Report all lines of the records that contain "class".
BEGIN
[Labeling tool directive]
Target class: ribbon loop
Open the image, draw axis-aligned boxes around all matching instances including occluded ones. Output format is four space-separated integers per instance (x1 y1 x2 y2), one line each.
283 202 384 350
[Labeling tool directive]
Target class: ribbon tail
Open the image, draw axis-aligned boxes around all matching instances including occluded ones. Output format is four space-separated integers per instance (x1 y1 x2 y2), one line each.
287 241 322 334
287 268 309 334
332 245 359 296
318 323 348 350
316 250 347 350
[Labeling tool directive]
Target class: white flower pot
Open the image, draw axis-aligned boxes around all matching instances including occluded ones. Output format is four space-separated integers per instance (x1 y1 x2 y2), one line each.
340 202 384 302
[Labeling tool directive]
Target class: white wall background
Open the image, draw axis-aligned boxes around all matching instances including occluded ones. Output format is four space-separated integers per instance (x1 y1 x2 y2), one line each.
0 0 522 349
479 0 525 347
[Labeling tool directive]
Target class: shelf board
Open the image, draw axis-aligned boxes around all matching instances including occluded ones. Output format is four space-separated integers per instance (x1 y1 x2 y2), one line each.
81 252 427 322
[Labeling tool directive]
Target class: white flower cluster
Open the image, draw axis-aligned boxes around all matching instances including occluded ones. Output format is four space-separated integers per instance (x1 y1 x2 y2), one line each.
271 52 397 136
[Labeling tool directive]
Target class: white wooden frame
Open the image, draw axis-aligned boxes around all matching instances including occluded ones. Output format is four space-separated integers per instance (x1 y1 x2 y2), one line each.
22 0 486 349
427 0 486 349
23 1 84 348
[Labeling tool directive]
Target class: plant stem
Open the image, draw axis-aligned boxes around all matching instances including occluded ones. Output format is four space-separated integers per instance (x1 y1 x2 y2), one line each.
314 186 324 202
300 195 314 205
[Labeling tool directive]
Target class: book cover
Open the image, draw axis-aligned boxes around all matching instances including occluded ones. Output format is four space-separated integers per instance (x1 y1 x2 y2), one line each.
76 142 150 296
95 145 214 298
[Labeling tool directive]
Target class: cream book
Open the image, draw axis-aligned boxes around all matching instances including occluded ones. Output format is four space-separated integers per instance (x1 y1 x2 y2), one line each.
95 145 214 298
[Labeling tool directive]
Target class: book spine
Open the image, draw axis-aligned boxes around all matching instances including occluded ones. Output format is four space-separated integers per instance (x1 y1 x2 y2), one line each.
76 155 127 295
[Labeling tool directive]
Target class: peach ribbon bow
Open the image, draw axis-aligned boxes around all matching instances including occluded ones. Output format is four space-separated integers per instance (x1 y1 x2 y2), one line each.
END
=== SOLUTION ===
Target class: ribbon loop
Target class: ribbon tail
Target class: white flower pot
Target class: white wall background
Target class: shelf board
Target class: white flower cluster
Target class: white wooden frame
Target class: plant stem
Target class: book cover
Target class: cream book
Target class: book spine
Target class: peach ribbon bow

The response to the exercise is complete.